[Records in a dataset]

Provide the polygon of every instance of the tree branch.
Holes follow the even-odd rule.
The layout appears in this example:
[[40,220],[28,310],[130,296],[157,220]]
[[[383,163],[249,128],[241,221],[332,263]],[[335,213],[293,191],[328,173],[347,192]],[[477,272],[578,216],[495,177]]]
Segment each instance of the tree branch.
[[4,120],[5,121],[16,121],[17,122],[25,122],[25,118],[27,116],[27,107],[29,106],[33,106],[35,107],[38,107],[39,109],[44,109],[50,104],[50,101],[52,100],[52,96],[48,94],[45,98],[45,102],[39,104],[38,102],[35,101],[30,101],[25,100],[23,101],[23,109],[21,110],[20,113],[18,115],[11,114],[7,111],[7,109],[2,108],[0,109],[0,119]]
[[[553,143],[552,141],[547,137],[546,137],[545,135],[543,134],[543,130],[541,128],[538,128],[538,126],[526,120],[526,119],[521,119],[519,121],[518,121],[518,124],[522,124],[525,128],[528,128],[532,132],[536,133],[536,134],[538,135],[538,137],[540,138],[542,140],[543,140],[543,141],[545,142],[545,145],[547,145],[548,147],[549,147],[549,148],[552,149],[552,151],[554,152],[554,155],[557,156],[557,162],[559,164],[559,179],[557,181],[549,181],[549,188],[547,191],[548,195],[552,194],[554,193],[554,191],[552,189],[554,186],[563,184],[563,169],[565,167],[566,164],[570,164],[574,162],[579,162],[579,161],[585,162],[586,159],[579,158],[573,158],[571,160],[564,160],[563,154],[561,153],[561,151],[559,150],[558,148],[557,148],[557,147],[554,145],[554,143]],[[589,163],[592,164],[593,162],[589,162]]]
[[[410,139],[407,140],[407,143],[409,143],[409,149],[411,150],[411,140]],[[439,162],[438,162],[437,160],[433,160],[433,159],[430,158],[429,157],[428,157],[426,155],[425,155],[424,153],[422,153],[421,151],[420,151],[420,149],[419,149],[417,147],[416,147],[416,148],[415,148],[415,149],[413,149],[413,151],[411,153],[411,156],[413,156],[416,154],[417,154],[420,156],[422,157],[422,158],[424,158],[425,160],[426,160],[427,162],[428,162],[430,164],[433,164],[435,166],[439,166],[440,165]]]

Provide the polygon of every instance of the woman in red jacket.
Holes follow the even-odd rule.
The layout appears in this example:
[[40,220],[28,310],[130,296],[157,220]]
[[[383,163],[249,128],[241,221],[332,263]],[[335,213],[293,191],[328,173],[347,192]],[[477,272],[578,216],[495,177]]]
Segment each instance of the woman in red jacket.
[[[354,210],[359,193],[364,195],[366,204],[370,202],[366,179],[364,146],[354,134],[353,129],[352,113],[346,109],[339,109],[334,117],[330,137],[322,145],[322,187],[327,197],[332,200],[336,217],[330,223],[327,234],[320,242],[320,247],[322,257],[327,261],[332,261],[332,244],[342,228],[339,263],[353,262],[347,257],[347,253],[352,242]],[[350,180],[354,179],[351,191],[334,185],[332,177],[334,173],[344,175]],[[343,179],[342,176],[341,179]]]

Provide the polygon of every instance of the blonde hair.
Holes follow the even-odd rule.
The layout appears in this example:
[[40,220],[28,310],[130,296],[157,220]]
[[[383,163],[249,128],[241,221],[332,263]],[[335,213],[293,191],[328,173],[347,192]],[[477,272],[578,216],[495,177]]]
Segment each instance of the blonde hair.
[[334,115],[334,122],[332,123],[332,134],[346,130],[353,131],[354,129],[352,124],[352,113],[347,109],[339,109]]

* SHORT TASK: Rewrite the listing with every "woman in red jacket" changed to "person in red jacket", keeping everything else the same.

* EXERCISE ANSWER:
Provide the polygon of every instance of the tree branch.
Holes follow the even-odd rule.
The layout appears in this example:
[[40,220],[28,310],[130,296],[157,220]]
[[[383,163],[249,128],[241,221],[332,263]],[[335,213],[293,191],[328,173],[347,192]],[[477,272],[578,216],[495,177]]]
Segment each instance of the tree branch.
[[4,120],[5,121],[16,121],[17,122],[25,122],[25,118],[27,116],[27,107],[29,106],[33,106],[35,107],[38,107],[39,109],[44,109],[50,104],[50,101],[52,100],[52,96],[48,94],[45,98],[45,102],[39,104],[38,102],[35,101],[30,101],[25,100],[23,101],[23,109],[21,110],[20,113],[18,115],[11,114],[7,111],[7,109],[2,108],[0,109],[0,119]]
[[[553,143],[552,141],[547,137],[546,137],[545,135],[543,134],[543,130],[541,128],[538,128],[538,126],[526,120],[526,119],[521,119],[519,121],[518,121],[518,124],[522,124],[525,128],[528,128],[532,132],[536,133],[536,134],[538,135],[538,137],[540,138],[542,140],[543,140],[543,141],[545,142],[545,145],[547,145],[548,147],[549,147],[549,148],[552,149],[552,151],[554,152],[554,155],[557,156],[557,162],[559,164],[559,179],[557,181],[549,181],[549,188],[547,191],[548,195],[552,194],[554,193],[554,191],[552,189],[554,186],[563,184],[563,169],[565,167],[566,164],[570,164],[574,162],[579,162],[579,161],[585,162],[586,159],[579,158],[573,158],[571,160],[564,160],[563,154],[561,153],[561,151],[559,150],[558,148],[557,148],[557,147],[554,145],[554,143]],[[589,163],[592,164],[593,162],[589,162]]]
[[[410,139],[407,140],[407,143],[409,143],[409,149],[411,150],[411,140]],[[439,162],[438,162],[437,160],[433,160],[433,159],[430,158],[429,157],[428,157],[426,155],[425,155],[424,153],[422,153],[421,151],[420,151],[420,149],[419,149],[417,147],[416,147],[416,148],[415,148],[415,149],[413,149],[413,151],[411,153],[411,156],[413,156],[416,154],[417,154],[420,156],[422,157],[422,158],[424,158],[425,160],[426,160],[427,162],[428,162],[430,164],[433,164],[435,166],[439,166],[440,165]]]

Provide the polygon of every instance of the person in red jacket.
Holes follow the even-odd rule.
The layout appears in this example:
[[40,220],[28,310],[130,296],[157,220]]
[[[383,163],[249,128],[241,221],[332,263]],[[335,213],[293,191],[328,173],[347,192]],[[477,272],[578,216],[495,177]]]
Segment each instance of the person in red jacket.
[[[354,210],[359,193],[364,195],[366,204],[370,202],[366,179],[364,146],[354,134],[353,129],[352,113],[346,109],[339,109],[334,117],[330,137],[322,145],[322,187],[327,197],[332,200],[336,217],[330,223],[327,234],[320,242],[320,247],[322,257],[327,261],[332,261],[332,244],[342,228],[339,263],[353,262],[347,257],[347,253],[352,242]],[[350,180],[354,179],[351,191],[334,185],[332,177],[334,173],[344,175]],[[343,179],[342,176],[341,179]]]

Provide the polygon of every instance of the blonde hair.
Holes follow the even-odd rule.
The layout appears in this example:
[[40,220],[28,310],[130,296],[157,220]]
[[[383,163],[249,128],[241,221],[332,263]],[[335,213],[293,191],[328,173],[347,192]],[[477,272],[578,216],[495,177]]]
Segment each instance of the blonde hair.
[[334,115],[334,122],[332,123],[332,134],[346,130],[353,131],[354,129],[352,124],[352,113],[347,109],[339,109]]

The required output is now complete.